RACV reveals cycling super-highway map

Woman on bike with white helmet looking behind.

Clare Barry

Posted February 13, 2019

New research identifies priority bicycle routes for Melbourne.

RACV has identified a network of cycling routes across metropolitan Melbourne that it says should be prioritised for development to form a cycling ‘super-highway’ network.

The new research, commissioned by RACV, has pinpointed the 10 priority corridors from scores of potential cycling routes earmarked for development by the state government. 

RACV senior planner Stuart Outhred says it is hoped that prioritising these key routes will help prompt the state government and local councils to move ahead with long-awaited plans to develop cycling infrastructure, to help ease congestion, alleviate overcrowded public transport and make it easier and safer for Melburnians to travel actively.

The shortlist of strategic cycling corridors would connect Melburnians to major activity centres like the CBD and surrounds, and includes Royal Parade and Sydney Road in the north, St Kilda Road in the south, Gardiners Creek in the east, and Mount Alexander Road and Flemington Road in the north-west.
----
Description of the task
Please copy the part of the cycling routes article between "The new research, commissioned" and "to travel actively.", inclusive, word for word.
----
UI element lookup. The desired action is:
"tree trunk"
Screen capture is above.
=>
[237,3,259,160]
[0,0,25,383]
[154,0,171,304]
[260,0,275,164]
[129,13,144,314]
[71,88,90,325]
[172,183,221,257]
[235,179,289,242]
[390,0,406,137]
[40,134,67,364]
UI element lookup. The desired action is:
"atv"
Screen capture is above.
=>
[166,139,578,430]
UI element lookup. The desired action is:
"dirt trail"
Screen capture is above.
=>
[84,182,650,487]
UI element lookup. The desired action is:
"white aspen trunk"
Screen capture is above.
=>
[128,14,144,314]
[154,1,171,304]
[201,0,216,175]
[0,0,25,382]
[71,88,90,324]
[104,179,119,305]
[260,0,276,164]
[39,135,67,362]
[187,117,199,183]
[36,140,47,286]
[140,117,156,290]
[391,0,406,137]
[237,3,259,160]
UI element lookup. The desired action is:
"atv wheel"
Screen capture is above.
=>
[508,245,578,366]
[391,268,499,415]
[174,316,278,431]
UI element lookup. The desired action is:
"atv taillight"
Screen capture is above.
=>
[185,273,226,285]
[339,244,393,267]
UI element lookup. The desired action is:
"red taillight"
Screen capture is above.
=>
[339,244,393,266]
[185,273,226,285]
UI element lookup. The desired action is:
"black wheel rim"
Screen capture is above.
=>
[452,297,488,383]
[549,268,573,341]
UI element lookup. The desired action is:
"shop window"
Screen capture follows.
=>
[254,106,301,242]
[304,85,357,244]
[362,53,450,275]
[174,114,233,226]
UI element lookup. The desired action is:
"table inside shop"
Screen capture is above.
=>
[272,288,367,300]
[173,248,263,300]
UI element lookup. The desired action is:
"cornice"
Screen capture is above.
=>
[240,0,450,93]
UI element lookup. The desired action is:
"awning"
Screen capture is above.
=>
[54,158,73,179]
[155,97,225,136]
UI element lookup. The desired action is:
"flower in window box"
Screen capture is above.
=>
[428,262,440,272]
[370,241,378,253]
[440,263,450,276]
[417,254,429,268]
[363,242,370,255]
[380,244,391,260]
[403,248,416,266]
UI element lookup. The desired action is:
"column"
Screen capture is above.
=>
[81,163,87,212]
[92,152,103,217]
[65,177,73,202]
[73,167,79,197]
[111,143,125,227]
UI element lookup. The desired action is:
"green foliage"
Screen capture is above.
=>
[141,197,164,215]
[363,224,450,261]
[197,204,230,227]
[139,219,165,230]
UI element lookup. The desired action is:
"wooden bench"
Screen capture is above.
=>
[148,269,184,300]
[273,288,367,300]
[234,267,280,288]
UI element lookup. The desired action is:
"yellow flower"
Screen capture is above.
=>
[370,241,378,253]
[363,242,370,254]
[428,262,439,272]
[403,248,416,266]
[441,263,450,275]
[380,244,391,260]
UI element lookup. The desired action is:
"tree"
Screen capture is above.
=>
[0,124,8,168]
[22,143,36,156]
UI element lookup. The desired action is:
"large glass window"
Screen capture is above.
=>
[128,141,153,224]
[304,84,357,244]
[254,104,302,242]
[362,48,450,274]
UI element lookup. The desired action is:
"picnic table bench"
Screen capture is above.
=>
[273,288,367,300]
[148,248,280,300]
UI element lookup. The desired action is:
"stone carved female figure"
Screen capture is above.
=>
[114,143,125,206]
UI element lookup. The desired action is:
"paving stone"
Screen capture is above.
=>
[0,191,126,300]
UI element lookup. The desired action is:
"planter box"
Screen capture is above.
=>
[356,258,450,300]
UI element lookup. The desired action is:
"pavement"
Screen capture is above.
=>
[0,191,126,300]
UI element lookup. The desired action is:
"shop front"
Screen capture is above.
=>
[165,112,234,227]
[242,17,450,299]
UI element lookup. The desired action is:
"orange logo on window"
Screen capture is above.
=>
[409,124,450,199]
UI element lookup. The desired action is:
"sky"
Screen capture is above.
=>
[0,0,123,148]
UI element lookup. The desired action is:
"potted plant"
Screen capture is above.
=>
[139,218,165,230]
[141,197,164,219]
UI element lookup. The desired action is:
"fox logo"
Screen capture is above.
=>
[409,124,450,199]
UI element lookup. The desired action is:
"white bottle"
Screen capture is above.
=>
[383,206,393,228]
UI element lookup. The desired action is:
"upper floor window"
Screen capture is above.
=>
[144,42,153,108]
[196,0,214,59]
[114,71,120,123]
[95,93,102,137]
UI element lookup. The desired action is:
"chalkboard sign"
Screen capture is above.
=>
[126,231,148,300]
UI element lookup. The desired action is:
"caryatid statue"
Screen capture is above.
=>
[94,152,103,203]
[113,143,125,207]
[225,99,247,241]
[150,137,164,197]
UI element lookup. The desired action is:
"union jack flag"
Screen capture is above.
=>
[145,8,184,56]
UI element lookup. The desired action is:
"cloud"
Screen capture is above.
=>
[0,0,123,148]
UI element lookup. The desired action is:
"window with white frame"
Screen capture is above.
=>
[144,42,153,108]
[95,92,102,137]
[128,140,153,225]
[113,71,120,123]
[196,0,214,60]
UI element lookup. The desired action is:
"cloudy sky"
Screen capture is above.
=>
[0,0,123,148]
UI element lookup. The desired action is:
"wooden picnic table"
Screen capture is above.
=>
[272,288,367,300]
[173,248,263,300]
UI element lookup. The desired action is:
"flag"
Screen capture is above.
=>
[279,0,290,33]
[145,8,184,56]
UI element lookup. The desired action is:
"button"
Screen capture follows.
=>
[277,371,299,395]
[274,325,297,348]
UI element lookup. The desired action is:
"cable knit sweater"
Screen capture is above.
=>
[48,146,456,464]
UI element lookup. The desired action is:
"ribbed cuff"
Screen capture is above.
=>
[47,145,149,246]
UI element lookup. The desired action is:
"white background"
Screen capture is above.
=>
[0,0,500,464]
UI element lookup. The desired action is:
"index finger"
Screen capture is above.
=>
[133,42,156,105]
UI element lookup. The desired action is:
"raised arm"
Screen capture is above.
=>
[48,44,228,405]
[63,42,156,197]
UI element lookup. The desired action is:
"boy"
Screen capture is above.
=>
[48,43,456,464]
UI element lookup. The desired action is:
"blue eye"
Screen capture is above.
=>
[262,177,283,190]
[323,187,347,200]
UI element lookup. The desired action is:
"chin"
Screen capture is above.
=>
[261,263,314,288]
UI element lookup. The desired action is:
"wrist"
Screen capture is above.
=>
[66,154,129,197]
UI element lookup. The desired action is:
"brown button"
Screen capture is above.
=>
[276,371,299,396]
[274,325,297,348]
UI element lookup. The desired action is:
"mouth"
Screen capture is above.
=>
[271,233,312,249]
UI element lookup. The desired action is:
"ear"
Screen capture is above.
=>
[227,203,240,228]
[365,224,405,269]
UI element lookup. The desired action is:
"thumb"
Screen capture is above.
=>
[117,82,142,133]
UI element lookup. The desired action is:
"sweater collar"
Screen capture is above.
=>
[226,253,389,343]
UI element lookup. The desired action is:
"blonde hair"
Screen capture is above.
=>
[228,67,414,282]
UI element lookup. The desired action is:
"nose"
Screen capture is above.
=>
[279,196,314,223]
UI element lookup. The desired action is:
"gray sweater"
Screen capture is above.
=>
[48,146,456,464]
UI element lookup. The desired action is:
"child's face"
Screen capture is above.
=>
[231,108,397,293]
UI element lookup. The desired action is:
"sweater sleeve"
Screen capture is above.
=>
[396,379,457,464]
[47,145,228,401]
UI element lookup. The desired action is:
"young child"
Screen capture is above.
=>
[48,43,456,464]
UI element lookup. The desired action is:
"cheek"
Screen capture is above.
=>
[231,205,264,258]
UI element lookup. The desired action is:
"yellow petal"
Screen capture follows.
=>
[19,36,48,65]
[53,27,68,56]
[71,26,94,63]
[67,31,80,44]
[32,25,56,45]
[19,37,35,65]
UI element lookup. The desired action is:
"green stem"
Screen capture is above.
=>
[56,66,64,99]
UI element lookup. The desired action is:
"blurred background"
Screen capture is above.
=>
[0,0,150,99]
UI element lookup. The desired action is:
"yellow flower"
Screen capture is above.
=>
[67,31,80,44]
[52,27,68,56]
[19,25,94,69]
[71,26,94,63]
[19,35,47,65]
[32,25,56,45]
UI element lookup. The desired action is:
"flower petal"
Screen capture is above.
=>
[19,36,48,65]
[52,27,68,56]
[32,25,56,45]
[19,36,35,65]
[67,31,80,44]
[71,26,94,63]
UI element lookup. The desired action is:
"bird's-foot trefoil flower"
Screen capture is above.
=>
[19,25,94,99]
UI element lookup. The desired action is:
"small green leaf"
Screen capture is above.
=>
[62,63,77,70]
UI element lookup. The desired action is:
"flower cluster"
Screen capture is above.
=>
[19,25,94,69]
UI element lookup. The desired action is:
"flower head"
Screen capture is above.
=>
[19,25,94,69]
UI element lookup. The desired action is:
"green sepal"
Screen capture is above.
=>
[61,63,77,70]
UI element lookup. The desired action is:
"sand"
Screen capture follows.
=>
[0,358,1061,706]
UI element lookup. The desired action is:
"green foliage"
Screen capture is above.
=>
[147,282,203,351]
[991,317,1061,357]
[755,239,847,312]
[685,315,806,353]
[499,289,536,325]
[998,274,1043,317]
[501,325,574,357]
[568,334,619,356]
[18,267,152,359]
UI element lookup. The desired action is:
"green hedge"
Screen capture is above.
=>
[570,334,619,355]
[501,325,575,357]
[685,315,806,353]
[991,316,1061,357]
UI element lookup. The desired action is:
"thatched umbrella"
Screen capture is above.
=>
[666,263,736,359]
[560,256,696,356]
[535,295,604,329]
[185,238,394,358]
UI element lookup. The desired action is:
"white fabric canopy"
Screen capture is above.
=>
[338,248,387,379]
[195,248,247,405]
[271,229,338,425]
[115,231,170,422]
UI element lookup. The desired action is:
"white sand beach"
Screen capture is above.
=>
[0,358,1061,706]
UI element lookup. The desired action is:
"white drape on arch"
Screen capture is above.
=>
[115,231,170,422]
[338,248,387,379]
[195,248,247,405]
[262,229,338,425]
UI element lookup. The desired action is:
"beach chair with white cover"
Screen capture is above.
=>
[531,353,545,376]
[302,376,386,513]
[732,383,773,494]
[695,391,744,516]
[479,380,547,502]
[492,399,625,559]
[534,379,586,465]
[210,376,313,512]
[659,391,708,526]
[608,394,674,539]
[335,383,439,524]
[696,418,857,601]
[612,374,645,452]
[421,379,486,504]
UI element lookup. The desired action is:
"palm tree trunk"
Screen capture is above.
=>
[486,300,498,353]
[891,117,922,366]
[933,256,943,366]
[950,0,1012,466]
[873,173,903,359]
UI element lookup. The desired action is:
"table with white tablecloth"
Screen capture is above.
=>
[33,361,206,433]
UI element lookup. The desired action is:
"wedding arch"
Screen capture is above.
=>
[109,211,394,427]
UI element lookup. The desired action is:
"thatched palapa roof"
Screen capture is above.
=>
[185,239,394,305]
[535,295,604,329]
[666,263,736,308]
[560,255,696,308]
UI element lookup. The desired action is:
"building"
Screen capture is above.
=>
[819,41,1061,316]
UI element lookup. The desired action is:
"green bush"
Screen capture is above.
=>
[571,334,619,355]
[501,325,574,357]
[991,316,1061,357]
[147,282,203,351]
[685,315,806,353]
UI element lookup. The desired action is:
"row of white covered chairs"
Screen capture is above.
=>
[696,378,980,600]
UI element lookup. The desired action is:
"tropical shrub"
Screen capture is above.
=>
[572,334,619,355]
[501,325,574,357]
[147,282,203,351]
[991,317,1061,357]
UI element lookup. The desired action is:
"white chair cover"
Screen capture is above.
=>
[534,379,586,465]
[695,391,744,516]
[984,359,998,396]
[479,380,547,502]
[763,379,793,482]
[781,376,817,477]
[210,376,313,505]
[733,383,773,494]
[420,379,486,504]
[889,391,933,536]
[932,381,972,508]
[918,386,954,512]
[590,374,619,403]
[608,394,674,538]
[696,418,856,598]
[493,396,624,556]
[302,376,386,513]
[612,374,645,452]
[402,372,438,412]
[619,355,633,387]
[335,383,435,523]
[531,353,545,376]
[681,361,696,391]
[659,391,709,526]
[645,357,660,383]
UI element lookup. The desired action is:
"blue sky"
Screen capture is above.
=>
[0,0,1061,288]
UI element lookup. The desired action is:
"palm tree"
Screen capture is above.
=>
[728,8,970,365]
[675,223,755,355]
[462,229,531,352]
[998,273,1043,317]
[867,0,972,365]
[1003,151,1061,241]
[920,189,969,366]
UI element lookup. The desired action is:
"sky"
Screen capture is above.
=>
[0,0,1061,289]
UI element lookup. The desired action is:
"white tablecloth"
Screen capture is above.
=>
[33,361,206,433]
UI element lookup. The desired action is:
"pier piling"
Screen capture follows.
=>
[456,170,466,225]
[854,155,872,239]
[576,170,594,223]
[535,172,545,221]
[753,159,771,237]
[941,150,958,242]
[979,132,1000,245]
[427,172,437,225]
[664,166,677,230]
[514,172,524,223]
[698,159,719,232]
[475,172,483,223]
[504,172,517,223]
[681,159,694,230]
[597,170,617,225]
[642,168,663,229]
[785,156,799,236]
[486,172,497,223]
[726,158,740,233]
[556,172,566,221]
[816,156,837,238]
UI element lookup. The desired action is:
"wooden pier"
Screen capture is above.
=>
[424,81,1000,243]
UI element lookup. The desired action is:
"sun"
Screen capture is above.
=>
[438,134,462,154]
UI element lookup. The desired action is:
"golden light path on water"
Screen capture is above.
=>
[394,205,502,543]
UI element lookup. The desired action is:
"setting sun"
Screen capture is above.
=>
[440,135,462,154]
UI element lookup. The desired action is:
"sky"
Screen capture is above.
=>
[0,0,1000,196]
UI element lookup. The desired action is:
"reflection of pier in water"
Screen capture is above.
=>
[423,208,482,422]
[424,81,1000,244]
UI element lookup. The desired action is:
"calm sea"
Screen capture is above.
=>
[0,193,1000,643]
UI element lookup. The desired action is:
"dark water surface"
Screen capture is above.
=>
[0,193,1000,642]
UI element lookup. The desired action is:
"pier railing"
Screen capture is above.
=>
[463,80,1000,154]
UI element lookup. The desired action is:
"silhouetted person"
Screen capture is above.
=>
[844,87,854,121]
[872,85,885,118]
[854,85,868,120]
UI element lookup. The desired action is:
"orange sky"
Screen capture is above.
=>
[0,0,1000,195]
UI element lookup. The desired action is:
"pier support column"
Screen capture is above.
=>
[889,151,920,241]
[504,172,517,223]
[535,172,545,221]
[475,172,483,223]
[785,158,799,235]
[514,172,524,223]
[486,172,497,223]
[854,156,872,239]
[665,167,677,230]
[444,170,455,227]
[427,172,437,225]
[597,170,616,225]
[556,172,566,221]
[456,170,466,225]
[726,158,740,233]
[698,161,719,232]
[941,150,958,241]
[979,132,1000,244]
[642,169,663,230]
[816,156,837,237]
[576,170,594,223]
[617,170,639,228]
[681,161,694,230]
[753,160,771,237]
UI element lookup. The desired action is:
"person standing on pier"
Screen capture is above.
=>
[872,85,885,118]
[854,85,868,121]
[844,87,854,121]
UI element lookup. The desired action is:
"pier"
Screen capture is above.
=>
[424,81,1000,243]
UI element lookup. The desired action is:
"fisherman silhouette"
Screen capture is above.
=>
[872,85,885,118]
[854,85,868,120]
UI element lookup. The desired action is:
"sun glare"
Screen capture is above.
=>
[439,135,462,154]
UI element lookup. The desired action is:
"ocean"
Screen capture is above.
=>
----
Task response
The new research, commissioned by RACV, has pinpointed the 10 priority corridors from scores of potential cycling routes earmarked for development by the state government. 

RACV senior planner Stuart Outhred says it is hoped that prioritising these key routes will help prompt the state government and local councils to move ahead with long-awaited plans to develop cycling infrastructure, to help ease congestion, alleviate overcrowded public transport and make it easier and safer for Melburnians to travel actively.